## START Supplied passage

# Furminator?



## BigBlackDogGal (Mar 16, 2009)

I've heard a lot of people rave about the Furminator so I checked it out at Petco the other day... Holy cow, it is expensive! Is it really worth the $60 (I'd need a large one)?

My dog is a possible lab/wolfhound mix with long soft black hair and no undercoat. I use a flat wire brush on him a few times a week but don't get a ton of hair out. I find black hair all over the house though, so I'm always looking for new grooming tools.


----------



## FilleBelle (Aug 1, 2007)

I use the Furminator at home as well as on many dogs at the shelter and I have found it is most useful on a dog with a double coat. I would find someone who already has one and ask if you can test it on your dog...I suspect you won't be happy with the results.

Having said that, I wouldn't get the large, even for a giant breed dog. It's just too big, making it difficult to maneuver around the dog's body. In addition, you can often find brand new Furminators on eBay for significantly less than they go for in the stores.


----------



## Graco22 (Jul 16, 2007)

I have never found a furminator to be useful on a long coated breed. And it is strictly for removing UNDERCOAT, so if your dog is single coated, you are going to waste your money. I agree with the above poster that the large one is too large. I groom all breeds and have never used any furminator larger than the medium sized yellow one. The large one is too big making it difficult to work around the dogs shape. Dogs aren't flat. If the long, coarse guard hairs are what is shedding, I recommend you use a rubber curry in long sweeping motions. The rubber grabs those hairs and pulls them out. Otherwise, a good greyhound comb will be your best friend.

## END Supplied passage
## START Dataset extract

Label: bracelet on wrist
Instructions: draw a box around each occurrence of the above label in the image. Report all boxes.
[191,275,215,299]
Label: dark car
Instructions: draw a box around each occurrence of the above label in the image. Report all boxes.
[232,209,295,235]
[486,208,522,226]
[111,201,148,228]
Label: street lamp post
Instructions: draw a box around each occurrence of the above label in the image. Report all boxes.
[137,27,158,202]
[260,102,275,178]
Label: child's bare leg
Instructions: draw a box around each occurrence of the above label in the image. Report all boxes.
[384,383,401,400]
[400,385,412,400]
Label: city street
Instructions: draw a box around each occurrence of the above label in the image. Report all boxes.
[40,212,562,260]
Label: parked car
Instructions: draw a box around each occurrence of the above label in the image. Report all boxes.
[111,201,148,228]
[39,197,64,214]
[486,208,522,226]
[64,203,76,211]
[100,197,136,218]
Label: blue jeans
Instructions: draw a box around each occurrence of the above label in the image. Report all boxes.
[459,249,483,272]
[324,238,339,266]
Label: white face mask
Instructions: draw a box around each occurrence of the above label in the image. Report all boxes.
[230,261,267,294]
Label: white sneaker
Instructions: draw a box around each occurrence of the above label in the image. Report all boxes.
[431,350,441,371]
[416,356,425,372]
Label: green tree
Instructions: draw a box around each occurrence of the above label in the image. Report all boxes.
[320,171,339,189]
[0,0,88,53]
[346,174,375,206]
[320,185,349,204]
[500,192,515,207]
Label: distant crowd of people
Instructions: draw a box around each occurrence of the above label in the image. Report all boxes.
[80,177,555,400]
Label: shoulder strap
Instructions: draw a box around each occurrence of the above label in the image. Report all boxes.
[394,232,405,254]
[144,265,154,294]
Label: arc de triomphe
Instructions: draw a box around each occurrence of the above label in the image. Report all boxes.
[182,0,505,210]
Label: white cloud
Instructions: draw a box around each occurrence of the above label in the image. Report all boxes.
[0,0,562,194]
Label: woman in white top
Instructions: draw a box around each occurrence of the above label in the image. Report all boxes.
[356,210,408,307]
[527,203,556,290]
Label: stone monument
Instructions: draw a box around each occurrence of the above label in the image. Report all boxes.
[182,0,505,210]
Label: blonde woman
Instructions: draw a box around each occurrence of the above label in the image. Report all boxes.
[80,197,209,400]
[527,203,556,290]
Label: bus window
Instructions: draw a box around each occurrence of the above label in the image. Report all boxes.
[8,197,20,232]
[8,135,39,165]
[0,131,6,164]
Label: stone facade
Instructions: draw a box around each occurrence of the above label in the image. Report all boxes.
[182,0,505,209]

## END Dataset extract
## START Dataset extract

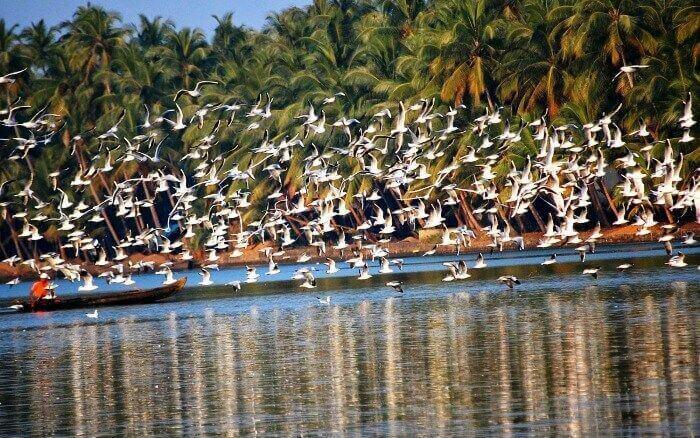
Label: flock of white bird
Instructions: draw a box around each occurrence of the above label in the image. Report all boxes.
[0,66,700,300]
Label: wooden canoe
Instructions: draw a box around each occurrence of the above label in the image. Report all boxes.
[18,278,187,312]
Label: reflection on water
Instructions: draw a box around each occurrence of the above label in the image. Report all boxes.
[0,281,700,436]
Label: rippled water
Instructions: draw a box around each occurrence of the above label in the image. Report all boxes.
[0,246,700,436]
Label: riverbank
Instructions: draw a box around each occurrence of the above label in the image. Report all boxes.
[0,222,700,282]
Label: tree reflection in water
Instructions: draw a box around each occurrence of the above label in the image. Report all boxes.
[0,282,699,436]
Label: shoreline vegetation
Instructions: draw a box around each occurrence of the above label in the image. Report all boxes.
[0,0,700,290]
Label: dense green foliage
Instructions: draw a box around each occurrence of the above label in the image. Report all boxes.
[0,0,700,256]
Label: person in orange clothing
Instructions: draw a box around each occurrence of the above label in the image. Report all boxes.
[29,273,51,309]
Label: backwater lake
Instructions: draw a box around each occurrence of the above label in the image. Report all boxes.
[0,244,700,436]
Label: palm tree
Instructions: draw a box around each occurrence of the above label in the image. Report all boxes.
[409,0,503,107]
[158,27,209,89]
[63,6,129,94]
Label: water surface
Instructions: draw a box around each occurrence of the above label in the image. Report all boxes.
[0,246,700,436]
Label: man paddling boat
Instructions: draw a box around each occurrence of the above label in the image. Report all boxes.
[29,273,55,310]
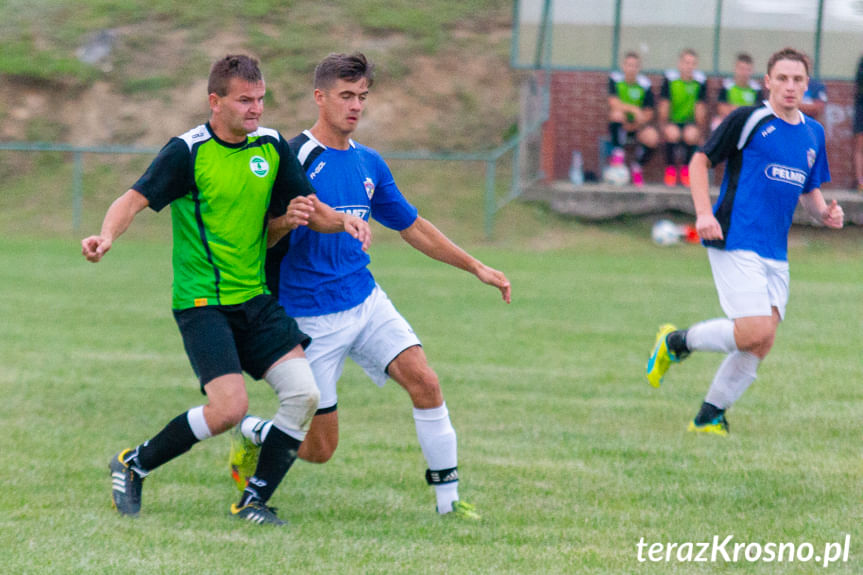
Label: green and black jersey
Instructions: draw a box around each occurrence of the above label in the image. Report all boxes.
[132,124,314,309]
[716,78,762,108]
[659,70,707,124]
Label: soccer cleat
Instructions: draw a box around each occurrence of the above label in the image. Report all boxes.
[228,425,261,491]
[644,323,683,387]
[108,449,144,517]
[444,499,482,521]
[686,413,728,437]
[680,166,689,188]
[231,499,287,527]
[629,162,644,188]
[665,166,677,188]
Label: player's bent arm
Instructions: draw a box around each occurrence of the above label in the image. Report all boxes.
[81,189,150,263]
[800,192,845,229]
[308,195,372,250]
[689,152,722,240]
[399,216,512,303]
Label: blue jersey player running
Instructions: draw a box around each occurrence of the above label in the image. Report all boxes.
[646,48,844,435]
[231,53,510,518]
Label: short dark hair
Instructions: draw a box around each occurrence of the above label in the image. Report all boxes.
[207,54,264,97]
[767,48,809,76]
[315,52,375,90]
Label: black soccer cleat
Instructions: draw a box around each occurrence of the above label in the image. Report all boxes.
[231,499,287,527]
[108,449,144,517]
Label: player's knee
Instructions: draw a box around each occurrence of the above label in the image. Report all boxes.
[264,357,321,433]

## END Dataset extract

## Set of tasks:
• 1. List every grooming tool named in the Furminator forum thread.
• 2. Write the next part of the Furminator forum thread, picking up after its final sentence.

## Answers below:
• 1. Furminator, flat wire brush, rubber curry, greyhound comb

• 2.
----------



## BigBlackDogGal (Mar 16, 2009)

Thanks for the advice about the undercoat and the brush size. I currently use a slicker brush on him - the comb doesn't do much besides untangle the snarls in his leg fur. 

What about the zoom groom?


----------



## Graco22 (Jul 16, 2007)

A zoom groom is most effective used in circular motions, which is going to just tangle long coats. A rubber curry (horse item) can be used effectively in long sweeping/flicking motions.


----------



## Donna5503 (Mar 13, 2009)

Hi...I use the Furminator on my dog -- but he has an undercoat...(boy, does he!)...and it works great!

As for your dog -- it probably will do the trick -- don't put too much pressure on it while you brush him being he doesn't have an undercoat -- I also bought the Furminator Brand Spray - it's a waterless way to clean your dog in between baths -- it smells great, makes the coat silky soft & shiny & also helps with the shedding. I use it once a week -- spray it on (not too much) - rub it in - and brush. ....it's great!

I bought the brush on Ebay - Petsmart wanted $50.00 (I bought the medium one (yellow handle) -- I got it on Ebay for $30.00 including shipping.


----------



## tigress (Feb 6, 2008)

I've been bathing dogs for a few months at the store I work at.

It really depends on your dog. There are labs with coats that it does wonders for (you should have seen the chocolate lab I did yesterday). There is also labs where it does very little. As some one said, it raelly is for undercoat (and is not so good on long coated dogs like goldens). Dogs with coats like pit bulls or boxers it will be useless on. Some labs it will do great, some it won't get much (same with pugs). So I'd say if your dog has a coat more like a pitbull or boxer for example, definitely not worht the money. You could see what their return policy is. I know Petsmart will lte you return it if you are not satisfied within 60 days but don't know Petco's policy.

I'd almost guess if he has a soft coat you may have undercoat there (I find dogs with no undercoat don't tend to have all that soft fur).

I find it helps with lab type coats to use the zoom groom as well (even if you use the furminator). Even with my dog that has more of a husky coat (furminators do great with these coats  ) the zoom groom will remove the loose gaurd hairs that the furminator doesn't get.

And I also echo the get a smaller one. My job is just providing me with the big one (I have no idea why, we had a smaller one when I started) and it's annoying.


----------



## BigBlackDogGal (Mar 16, 2009)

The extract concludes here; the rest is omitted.